• **MATERIAL SHOWN**:
------------------------
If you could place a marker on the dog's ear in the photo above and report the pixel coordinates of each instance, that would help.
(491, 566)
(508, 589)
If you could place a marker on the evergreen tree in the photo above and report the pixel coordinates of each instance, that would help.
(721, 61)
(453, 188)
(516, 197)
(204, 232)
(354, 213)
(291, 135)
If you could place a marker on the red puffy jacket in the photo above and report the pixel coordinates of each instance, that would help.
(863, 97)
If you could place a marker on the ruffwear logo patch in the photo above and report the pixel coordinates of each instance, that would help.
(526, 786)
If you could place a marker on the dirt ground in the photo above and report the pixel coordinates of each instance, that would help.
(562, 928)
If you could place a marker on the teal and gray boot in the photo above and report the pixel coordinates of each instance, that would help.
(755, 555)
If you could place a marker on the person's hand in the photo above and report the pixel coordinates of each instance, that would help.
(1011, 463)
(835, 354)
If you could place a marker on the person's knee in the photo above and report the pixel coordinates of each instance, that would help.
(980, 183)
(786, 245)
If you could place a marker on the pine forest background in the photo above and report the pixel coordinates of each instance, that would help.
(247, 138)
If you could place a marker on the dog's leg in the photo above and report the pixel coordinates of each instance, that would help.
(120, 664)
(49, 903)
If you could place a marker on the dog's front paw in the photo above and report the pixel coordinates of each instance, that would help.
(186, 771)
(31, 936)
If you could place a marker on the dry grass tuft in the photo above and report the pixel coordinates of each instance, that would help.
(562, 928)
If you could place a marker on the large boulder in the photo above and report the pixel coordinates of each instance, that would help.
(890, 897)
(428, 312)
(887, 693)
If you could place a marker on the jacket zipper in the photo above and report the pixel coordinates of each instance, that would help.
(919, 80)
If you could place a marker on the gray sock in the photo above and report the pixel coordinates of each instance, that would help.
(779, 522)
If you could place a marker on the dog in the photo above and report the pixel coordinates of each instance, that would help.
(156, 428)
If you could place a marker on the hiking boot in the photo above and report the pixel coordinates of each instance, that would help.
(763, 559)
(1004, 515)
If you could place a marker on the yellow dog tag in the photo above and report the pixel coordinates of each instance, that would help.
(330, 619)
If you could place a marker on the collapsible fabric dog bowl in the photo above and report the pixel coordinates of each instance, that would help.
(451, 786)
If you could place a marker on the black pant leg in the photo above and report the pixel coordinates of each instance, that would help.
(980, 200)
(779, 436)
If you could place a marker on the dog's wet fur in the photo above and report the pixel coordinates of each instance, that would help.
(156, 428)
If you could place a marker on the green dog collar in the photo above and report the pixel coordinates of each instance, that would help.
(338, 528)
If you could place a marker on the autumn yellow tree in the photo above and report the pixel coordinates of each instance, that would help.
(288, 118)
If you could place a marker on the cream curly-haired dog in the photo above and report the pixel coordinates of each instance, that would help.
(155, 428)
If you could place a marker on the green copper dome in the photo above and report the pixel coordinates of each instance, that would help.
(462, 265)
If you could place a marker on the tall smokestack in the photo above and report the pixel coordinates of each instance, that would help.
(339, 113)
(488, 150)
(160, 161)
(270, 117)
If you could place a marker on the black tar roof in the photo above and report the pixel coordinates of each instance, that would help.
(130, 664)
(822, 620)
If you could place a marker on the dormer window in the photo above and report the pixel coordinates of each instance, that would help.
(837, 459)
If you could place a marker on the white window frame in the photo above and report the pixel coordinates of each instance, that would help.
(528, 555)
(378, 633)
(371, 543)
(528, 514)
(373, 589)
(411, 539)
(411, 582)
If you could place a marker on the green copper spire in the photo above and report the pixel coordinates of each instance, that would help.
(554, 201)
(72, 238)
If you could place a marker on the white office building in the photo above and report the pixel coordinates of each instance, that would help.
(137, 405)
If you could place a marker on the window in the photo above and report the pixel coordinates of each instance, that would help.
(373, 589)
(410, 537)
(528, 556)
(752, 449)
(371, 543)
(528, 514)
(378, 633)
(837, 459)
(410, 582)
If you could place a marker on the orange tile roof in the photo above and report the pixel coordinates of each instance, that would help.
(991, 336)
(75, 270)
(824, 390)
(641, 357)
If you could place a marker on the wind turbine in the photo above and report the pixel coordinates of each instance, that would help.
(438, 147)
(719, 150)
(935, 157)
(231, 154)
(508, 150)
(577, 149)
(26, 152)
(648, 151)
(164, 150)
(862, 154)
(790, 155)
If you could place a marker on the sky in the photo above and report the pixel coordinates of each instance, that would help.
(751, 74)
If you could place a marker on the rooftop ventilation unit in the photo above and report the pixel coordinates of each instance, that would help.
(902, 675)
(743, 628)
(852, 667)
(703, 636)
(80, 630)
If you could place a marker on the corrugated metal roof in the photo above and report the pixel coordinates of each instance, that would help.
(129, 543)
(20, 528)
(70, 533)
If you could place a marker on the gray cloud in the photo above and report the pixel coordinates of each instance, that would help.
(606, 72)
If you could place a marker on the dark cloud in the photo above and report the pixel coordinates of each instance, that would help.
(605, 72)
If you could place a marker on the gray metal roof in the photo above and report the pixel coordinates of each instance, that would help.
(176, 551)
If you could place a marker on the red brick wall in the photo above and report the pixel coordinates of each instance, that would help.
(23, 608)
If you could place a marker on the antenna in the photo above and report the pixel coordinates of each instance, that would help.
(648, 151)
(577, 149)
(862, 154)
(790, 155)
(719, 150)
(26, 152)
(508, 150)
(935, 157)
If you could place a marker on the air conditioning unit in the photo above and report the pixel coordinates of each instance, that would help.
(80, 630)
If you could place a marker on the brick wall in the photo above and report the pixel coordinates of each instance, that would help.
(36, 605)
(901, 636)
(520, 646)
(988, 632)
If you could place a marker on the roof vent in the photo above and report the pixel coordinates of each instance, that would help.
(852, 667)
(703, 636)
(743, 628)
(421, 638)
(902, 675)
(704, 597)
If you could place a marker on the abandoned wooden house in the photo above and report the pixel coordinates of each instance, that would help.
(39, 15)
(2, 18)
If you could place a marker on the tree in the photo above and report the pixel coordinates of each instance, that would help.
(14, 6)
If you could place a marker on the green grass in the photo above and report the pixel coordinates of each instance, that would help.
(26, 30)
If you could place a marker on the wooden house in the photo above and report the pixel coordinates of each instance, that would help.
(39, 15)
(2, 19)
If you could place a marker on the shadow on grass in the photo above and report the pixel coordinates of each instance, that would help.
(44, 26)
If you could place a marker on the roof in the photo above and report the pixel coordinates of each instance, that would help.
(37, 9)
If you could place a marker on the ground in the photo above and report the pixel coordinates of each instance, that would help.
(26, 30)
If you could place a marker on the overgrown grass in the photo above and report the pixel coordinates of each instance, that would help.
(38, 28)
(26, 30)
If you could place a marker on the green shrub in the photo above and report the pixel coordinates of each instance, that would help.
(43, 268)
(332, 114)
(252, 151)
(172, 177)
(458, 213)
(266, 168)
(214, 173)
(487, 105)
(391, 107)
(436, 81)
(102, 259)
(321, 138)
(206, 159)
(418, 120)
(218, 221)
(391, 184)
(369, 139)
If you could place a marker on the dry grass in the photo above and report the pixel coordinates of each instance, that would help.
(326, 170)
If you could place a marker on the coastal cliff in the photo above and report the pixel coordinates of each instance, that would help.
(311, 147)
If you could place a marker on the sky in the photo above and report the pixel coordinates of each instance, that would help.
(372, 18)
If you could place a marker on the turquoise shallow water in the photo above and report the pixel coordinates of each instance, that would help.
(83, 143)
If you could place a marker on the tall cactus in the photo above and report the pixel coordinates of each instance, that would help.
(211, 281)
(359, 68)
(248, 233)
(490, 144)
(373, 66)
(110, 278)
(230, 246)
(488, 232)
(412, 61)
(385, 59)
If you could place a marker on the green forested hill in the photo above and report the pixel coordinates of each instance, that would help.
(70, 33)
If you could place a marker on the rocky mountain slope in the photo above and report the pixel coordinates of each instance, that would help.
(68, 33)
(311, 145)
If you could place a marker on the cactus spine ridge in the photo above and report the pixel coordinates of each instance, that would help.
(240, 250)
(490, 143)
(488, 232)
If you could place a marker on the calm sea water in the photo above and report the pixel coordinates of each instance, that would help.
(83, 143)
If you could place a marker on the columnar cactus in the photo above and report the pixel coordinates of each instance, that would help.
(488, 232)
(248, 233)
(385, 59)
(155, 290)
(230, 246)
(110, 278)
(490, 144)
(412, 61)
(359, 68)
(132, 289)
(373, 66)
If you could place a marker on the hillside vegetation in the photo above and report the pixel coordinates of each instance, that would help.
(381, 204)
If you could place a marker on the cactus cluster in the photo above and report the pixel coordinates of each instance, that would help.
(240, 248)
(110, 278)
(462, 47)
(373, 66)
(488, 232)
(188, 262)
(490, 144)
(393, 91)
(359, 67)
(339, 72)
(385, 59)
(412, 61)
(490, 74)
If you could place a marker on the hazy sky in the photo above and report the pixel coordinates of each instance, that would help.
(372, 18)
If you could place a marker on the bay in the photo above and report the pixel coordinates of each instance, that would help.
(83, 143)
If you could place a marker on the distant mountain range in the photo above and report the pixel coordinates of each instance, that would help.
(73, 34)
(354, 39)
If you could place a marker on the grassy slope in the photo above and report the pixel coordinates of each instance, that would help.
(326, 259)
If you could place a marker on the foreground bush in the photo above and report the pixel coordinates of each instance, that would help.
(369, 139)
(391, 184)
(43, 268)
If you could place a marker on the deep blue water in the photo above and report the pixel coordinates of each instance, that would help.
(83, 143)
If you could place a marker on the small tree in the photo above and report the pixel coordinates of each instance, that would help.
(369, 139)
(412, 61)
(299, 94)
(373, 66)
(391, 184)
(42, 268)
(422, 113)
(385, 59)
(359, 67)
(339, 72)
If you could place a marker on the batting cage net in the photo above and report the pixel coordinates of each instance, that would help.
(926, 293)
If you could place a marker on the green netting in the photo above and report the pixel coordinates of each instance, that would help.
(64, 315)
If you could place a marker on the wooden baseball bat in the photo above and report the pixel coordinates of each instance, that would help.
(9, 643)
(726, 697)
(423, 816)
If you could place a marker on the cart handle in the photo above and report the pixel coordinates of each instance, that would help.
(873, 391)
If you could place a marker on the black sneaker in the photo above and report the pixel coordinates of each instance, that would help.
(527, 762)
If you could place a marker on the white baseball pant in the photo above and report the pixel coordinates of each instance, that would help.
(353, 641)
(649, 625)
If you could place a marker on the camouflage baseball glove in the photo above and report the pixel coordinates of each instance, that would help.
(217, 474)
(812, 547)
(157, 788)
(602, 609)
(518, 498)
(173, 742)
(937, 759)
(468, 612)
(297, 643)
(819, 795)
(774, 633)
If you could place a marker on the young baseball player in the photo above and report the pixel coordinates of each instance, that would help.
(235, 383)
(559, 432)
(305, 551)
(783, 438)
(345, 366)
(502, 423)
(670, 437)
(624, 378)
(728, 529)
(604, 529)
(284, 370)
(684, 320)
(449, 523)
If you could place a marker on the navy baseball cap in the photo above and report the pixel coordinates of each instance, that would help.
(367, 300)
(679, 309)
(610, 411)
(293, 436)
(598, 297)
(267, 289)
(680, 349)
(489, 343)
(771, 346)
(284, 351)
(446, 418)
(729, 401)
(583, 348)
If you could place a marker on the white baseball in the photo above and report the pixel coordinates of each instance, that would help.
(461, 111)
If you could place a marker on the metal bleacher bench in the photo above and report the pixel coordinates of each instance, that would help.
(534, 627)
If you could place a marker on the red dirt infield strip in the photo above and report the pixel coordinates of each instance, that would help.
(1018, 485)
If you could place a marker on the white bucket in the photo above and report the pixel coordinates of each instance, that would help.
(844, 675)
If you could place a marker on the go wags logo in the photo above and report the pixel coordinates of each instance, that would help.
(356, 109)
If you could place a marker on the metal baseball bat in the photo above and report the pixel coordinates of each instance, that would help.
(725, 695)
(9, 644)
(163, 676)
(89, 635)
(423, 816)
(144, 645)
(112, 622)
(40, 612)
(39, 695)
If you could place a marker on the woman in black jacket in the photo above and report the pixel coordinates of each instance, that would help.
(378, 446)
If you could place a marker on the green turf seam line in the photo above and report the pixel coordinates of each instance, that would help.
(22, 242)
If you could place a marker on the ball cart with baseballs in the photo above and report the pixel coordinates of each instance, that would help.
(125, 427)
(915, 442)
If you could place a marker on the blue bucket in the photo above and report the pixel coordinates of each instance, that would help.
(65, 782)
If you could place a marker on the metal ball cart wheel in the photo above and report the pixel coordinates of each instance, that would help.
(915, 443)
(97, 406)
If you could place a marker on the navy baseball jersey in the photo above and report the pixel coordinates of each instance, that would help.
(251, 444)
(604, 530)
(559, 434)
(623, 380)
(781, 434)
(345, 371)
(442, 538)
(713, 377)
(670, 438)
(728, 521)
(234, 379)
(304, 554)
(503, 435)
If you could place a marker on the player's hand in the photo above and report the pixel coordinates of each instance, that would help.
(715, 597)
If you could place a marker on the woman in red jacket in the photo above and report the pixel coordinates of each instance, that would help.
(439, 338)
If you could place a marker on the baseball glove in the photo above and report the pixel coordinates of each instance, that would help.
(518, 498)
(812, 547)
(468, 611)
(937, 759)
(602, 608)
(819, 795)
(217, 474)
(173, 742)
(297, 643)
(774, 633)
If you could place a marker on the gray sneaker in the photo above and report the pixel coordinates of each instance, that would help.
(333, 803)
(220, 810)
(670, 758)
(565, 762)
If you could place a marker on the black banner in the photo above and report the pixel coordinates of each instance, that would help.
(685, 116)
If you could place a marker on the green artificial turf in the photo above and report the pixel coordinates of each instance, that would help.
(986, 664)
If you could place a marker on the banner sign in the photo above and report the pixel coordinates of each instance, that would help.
------------------------
• **THE EXERCISE**:
Each line from the one containing "If you could place a marker on the metal ball" to the final line of the entries above must be returned exactly, and no other line may appear.

• **CORRECT ANSWER**:
If you could place a marker on the metal ball cart wheel in the photo above and report the pixel coordinates of each instance, that would help.
(915, 443)
(97, 406)
If you could place a marker on the navy baseball jersey in the photo above and report the pixel coordinates of each instance, that would help.
(251, 444)
(604, 530)
(559, 434)
(623, 380)
(781, 434)
(345, 371)
(442, 538)
(713, 377)
(670, 438)
(728, 521)
(234, 379)
(304, 554)
(503, 435)
If you could place a marker on the player's hand in the photo above and report the pixel coordinates of each instance, that would help.
(715, 597)
If you could place a marker on the woman in red jacket in the photo above and report the pixel coordinates of each instance, that would help.
(439, 338)
If you could place a marker on the baseball glove in the photo above and report the pixel coordinates of each instance, that would help.
(518, 498)
(812, 547)
(468, 611)
(937, 759)
(602, 608)
(819, 795)
(217, 474)
(173, 742)
(297, 643)
(774, 633)
If you could place a marker on the gray sneaker in the photo above and report the pixel coordinates of each instance, that would help.
(333, 803)
(220, 810)
(670, 758)
(565, 762)
If you could place a marker on the black banner in the photo above and report the pixel coordinates of each instance, that would help.
(685, 116)
If you could place a marker on the green artificial turf in the photo above and report the pixel coordinates of each instance, that would help.
(986, 664)
If you could place a marker on the banner sign in the photo above and report the pixel coordinates of each instance, that would help.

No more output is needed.